Start Provided entries

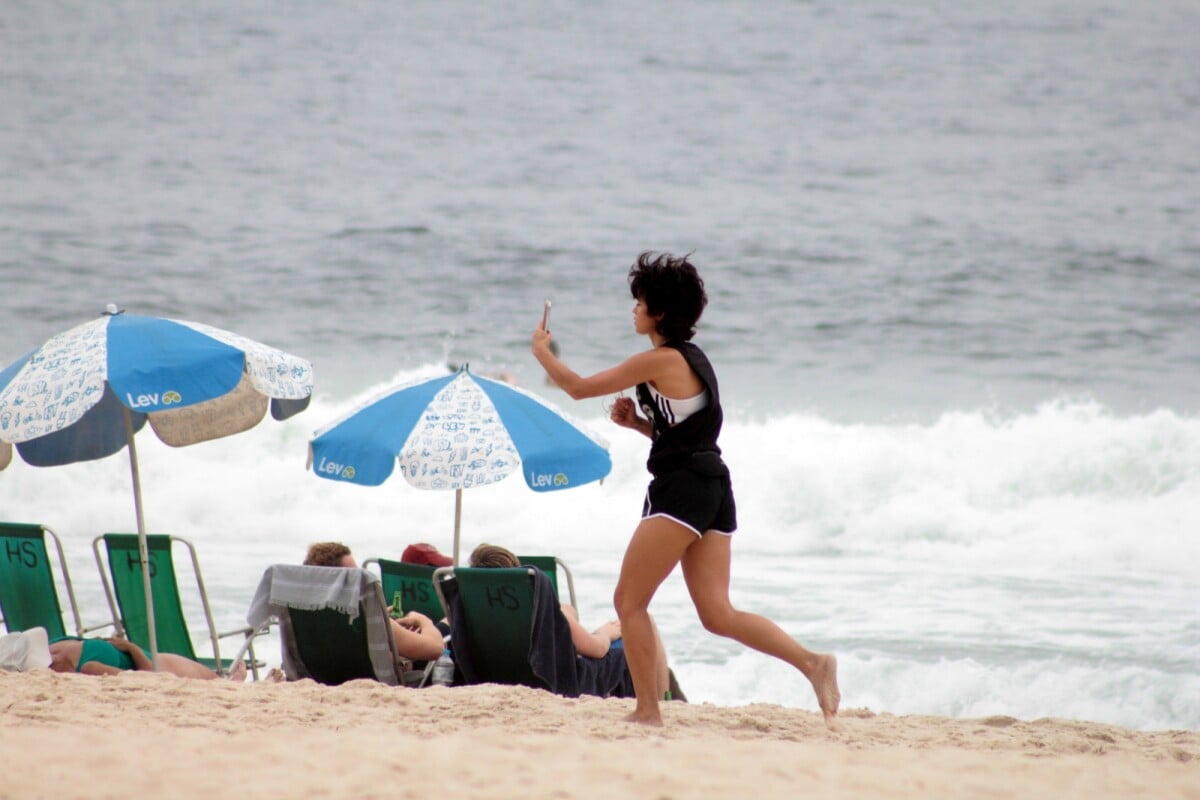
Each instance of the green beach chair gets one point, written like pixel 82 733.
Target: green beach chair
pixel 497 608
pixel 414 582
pixel 126 597
pixel 28 594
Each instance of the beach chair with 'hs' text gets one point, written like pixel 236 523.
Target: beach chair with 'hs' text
pixel 28 595
pixel 126 599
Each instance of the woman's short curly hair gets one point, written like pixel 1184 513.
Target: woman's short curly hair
pixel 669 286
pixel 493 555
pixel 327 554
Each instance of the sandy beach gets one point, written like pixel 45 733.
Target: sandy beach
pixel 157 735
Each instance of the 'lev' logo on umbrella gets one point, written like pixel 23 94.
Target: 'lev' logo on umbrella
pixel 153 400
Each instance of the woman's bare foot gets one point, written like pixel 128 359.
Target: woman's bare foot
pixel 642 717
pixel 825 684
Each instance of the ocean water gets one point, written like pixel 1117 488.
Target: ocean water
pixel 952 252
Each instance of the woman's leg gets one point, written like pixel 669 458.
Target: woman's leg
pixel 706 570
pixel 178 665
pixel 653 552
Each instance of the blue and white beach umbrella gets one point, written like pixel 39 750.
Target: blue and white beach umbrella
pixel 456 432
pixel 84 394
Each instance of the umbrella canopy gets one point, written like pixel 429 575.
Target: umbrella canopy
pixel 87 391
pixel 457 432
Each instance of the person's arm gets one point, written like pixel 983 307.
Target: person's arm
pixel 418 637
pixel 624 413
pixel 96 668
pixel 642 367
pixel 593 644
pixel 139 657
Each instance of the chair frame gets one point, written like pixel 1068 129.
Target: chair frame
pixel 215 636
pixel 561 565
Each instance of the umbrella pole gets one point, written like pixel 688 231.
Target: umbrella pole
pixel 457 522
pixel 142 539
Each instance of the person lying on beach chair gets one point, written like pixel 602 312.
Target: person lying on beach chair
pixel 592 644
pixel 418 637
pixel 115 655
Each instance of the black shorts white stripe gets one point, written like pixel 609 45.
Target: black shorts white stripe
pixel 696 501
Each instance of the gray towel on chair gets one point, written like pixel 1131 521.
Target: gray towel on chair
pixel 312 588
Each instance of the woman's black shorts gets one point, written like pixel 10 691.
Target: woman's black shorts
pixel 696 501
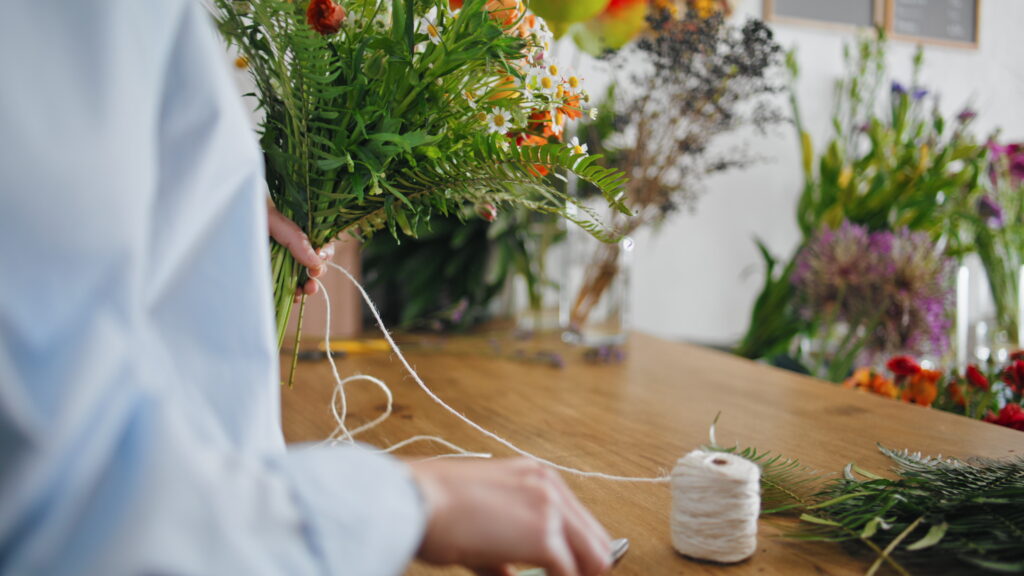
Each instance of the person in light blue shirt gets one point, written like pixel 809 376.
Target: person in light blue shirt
pixel 139 417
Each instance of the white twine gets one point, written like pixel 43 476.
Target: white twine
pixel 346 436
pixel 716 500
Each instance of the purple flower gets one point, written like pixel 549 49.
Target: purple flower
pixel 894 285
pixel 967 115
pixel 990 210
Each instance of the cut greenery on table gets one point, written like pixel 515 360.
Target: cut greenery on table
pixel 934 511
pixel 378 114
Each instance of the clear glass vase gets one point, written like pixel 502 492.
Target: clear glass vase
pixel 595 303
pixel 985 334
pixel 537 285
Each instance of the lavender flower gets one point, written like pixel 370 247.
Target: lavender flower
pixel 967 115
pixel 990 211
pixel 893 286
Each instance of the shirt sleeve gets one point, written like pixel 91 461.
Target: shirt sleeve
pixel 139 427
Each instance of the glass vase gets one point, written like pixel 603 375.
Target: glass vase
pixel 985 334
pixel 537 286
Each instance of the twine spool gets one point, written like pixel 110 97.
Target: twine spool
pixel 716 499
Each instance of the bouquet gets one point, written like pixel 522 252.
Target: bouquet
pixel 377 114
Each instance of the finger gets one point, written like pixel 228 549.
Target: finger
pixel 590 545
pixel 289 234
pixel 583 515
pixel 327 252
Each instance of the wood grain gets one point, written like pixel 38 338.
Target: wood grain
pixel 637 418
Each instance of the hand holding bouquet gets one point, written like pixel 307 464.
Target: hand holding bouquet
pixel 377 114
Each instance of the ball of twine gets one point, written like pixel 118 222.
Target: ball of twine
pixel 716 500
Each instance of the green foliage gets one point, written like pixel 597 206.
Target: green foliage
pixel 370 128
pixel 886 167
pixel 936 510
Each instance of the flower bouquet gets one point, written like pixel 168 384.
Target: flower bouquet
pixel 377 114
pixel 995 396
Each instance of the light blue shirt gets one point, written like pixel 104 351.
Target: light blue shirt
pixel 139 416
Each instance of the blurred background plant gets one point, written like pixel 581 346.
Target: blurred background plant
pixel 449 276
pixel 691 78
pixel 896 165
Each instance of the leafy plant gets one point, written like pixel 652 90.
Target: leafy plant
pixel 887 167
pixel 401 111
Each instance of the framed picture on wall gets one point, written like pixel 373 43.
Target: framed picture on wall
pixel 945 23
pixel 828 13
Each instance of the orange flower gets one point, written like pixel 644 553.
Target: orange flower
pixel 571 108
pixel 923 387
pixel 956 395
pixel 504 12
pixel 325 16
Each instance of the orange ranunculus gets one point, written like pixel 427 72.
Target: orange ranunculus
pixel 956 395
pixel 325 16
pixel 923 387
pixel 871 381
pixel 571 108
pixel 505 12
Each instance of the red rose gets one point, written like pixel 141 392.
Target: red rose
pixel 976 378
pixel 1014 376
pixel 903 366
pixel 1011 416
pixel 325 16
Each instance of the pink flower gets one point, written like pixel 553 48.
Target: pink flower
pixel 1011 416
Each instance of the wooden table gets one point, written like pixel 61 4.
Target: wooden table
pixel 637 418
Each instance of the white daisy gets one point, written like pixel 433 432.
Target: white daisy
pixel 578 148
pixel 499 121
pixel 428 25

End Provided entries

> [Given instruction] Please turn these rows into a Markdown table with the columns Number and Row text, numbering each non-blank line and leaving out blank lines and pictures.

> [Completed task]
| Number | Row text |
|---|---|
| 1 | Each instance of the green beach chair gets one point, written like pixel 82 733. |
| 2 | Target: green beach chair |
| 3 | pixel 497 608 |
| 4 | pixel 414 582 |
| 5 | pixel 126 597 |
| 6 | pixel 28 594 |
| 7 | Each instance of the beach chair with 'hs' text gets one point, written like pixel 236 523. |
| 8 | Target: beach chair with 'hs' text |
| 9 | pixel 28 595 |
| 10 | pixel 126 599 |
| 11 | Each instance of the woman's short curly hair gets one point, written like pixel 1184 513. |
| 12 | Target: woman's short curly hair |
| 13 | pixel 669 286 |
| 14 | pixel 493 555 |
| 15 | pixel 327 554 |
| 16 | Each instance of the sandy beach gets one point, written like pixel 45 733. |
| 17 | Target: sandy beach |
| 18 | pixel 157 735 |
| 19 | Each instance of the 'lev' logo on umbrella gets one point, written like pixel 23 94. |
| 20 | Target: 'lev' logo on umbrella |
| 21 | pixel 153 400 |
| 22 | Each instance of the woman's bare foot gets one point, written like pixel 128 359. |
| 23 | Target: woman's bare foot |
| 24 | pixel 642 717 |
| 25 | pixel 825 684 |
| 26 | Each instance of the ocean water gets one point, written like pixel 1117 488. |
| 27 | Target: ocean water |
| 28 | pixel 952 252 |
| 29 | Each instance of the woman's leg gets one point, written like pixel 669 458. |
| 30 | Target: woman's leg |
| 31 | pixel 706 570 |
| 32 | pixel 178 665 |
| 33 | pixel 653 552 |
| 34 | Each instance of the blue and white beach umbrella gets one point, written like pixel 39 750. |
| 35 | Target: blue and white beach umbrella |
| 36 | pixel 456 432 |
| 37 | pixel 84 394 |
| 38 | Each instance of the umbrella canopy gets one point, written like pixel 429 575. |
| 39 | Target: umbrella canopy |
| 40 | pixel 87 391 |
| 41 | pixel 457 432 |
| 42 | Each instance of the person's arm gets one point, written like pixel 983 307. |
| 43 | Target: person's arm |
| 44 | pixel 418 637 |
| 45 | pixel 624 413 |
| 46 | pixel 96 668 |
| 47 | pixel 642 367 |
| 48 | pixel 593 644 |
| 49 | pixel 139 657 |
| 50 | Each instance of the chair frame gets one point, written like pixel 1068 129. |
| 51 | Target: chair frame |
| 52 | pixel 215 636 |
| 53 | pixel 561 565 |
| 54 | Each instance of the umbrella pole gets one point, written like pixel 688 231. |
| 55 | Target: umbrella pole |
| 56 | pixel 457 522 |
| 57 | pixel 142 539 |
| 58 | Each instance of the person lying on beach chair gets one point, written like pixel 602 312. |
| 59 | Target: person lying on beach chair |
| 60 | pixel 592 644 |
| 61 | pixel 418 637 |
| 62 | pixel 115 655 |
| 63 | Each instance of the black shorts white stripe gets one point, written like pixel 609 45. |
| 64 | Target: black shorts white stripe |
| 65 | pixel 696 501 |
| 66 | Each instance of the gray towel on chair gets one point, written like pixel 1131 521. |
| 67 | Target: gray towel on chair |
| 68 | pixel 312 588 |
| 69 | Each instance of the woman's black shorts gets one point, written like pixel 10 691. |
| 70 | Target: woman's black shorts |
| 71 | pixel 696 501 |
| 72 | Each instance of the person in light blue shirt gets one point, written like pixel 809 376. |
| 73 | Target: person in light blue shirt |
| 74 | pixel 139 417 |
| 75 | Each instance of the white twine gets one point, written like pixel 43 476. |
| 76 | Target: white twine |
| 77 | pixel 346 436 |
| 78 | pixel 716 500 |
| 79 | Each instance of the purple flower gets one point, written like pixel 549 49. |
| 80 | Target: purple flower |
| 81 | pixel 894 285 |
| 82 | pixel 967 115 |
| 83 | pixel 990 210 |
| 84 | Each instance of the cut greenery on table gets one point, written like pixel 515 360. |
| 85 | Target: cut greenery on table |
| 86 | pixel 934 511 |
| 87 | pixel 378 114 |
| 88 | Each instance of the clear glass vase gets one point, written like pixel 502 492. |
| 89 | Target: clear glass vase |
| 90 | pixel 595 303 |
| 91 | pixel 985 334 |
| 92 | pixel 537 285 |
| 93 | Each instance of the lavender flower gets one point, written like pixel 370 247. |
| 94 | Target: lavender flower |
| 95 | pixel 967 115 |
| 96 | pixel 990 211 |
| 97 | pixel 893 286 |
| 98 | Each instance of the shirt sleeve gets one point, written like pixel 91 461. |
| 99 | Target: shirt sleeve |
| 100 | pixel 139 427 |
| 101 | Each instance of the glass vase gets one point, written like pixel 603 375. |
| 102 | Target: glass vase |
| 103 | pixel 985 334 |
| 104 | pixel 537 286 |
| 105 | Each instance of the twine spool gets one point, written like pixel 110 97. |
| 106 | Target: twine spool |
| 107 | pixel 716 499 |
| 108 | Each instance of the bouquet gets one point, written like pixel 522 252. |
| 109 | Target: bouquet |
| 110 | pixel 377 114 |
| 111 | Each instance of the finger gets one point, written like pixel 228 549. |
| 112 | Target: finger |
| 113 | pixel 590 545 |
| 114 | pixel 289 234 |
| 115 | pixel 583 515 |
| 116 | pixel 327 252 |
| 117 | Each instance of the wood grain gets one point, written like pixel 38 338. |
| 118 | Target: wood grain |
| 119 | pixel 637 418 |
| 120 | Each instance of the hand holding bouquet gets one point, written like pixel 307 464. |
| 121 | Target: hand holding bouquet |
| 122 | pixel 377 114 |
| 123 | Each instance of the ball of twine gets one point, written like pixel 118 222. |
| 124 | Target: ball of twine |
| 125 | pixel 716 500 |
| 126 | Each instance of the green foliage gets one point, written like pixel 597 206. |
| 127 | Target: green foliage |
| 128 | pixel 370 128 |
| 129 | pixel 886 167 |
| 130 | pixel 936 510 |
| 131 | Each instance of the flower bouquet gets one point, written like pixel 168 384. |
| 132 | Target: flower bouquet |
| 133 | pixel 377 114 |
| 134 | pixel 995 396 |
| 135 | Each instance of the light blue shirt gets one point, written like pixel 104 351. |
| 136 | Target: light blue shirt |
| 137 | pixel 139 416 |
| 138 | Each instance of the blurred background plant gets one point, written like pixel 581 346. |
| 139 | Target: blurred background plant |
| 140 | pixel 449 276 |
| 141 | pixel 691 78 |
| 142 | pixel 896 165 |
| 143 | Each instance of the leafy plant gets one point, written like pixel 652 90. |
| 144 | Target: leafy plant |
| 145 | pixel 887 167 |
| 146 | pixel 401 111 |
| 147 | Each instance of the framed picture on wall gets one point, written like pixel 373 43. |
| 148 | Target: framed picture on wall |
| 149 | pixel 945 23 |
| 150 | pixel 828 13 |
| 151 | Each instance of the orange flower gets one point, written like pixel 644 553. |
| 152 | Target: orange flower |
| 153 | pixel 571 108 |
| 154 | pixel 923 387 |
| 155 | pixel 956 395 |
| 156 | pixel 504 12 |
| 157 | pixel 325 16 |
| 158 | Each instance of the orange ranunculus gets one point, written like pixel 427 72. |
| 159 | Target: orange ranunculus |
| 160 | pixel 956 395 |
| 161 | pixel 325 16 |
| 162 | pixel 923 387 |
| 163 | pixel 871 381 |
| 164 | pixel 571 108 |
| 165 | pixel 505 12 |
| 166 | Each instance of the red rose gets one point, written like pixel 141 392. |
| 167 | Target: red rose |
| 168 | pixel 976 378 |
| 169 | pixel 1014 376 |
| 170 | pixel 903 366 |
| 171 | pixel 1011 416 |
| 172 | pixel 325 16 |
| 173 | Each instance of the pink flower gets one point, written like pixel 553 48. |
| 174 | Target: pink flower |
| 175 | pixel 1011 416 |
| 176 | Each instance of the wooden table gets one point, written like pixel 61 4. |
| 177 | Target: wooden table |
| 178 | pixel 637 418 |
| 179 | Each instance of the white daisy gets one point, written like pixel 433 432. |
| 180 | Target: white daisy |
| 181 | pixel 578 148 |
| 182 | pixel 499 121 |
| 183 | pixel 428 25 |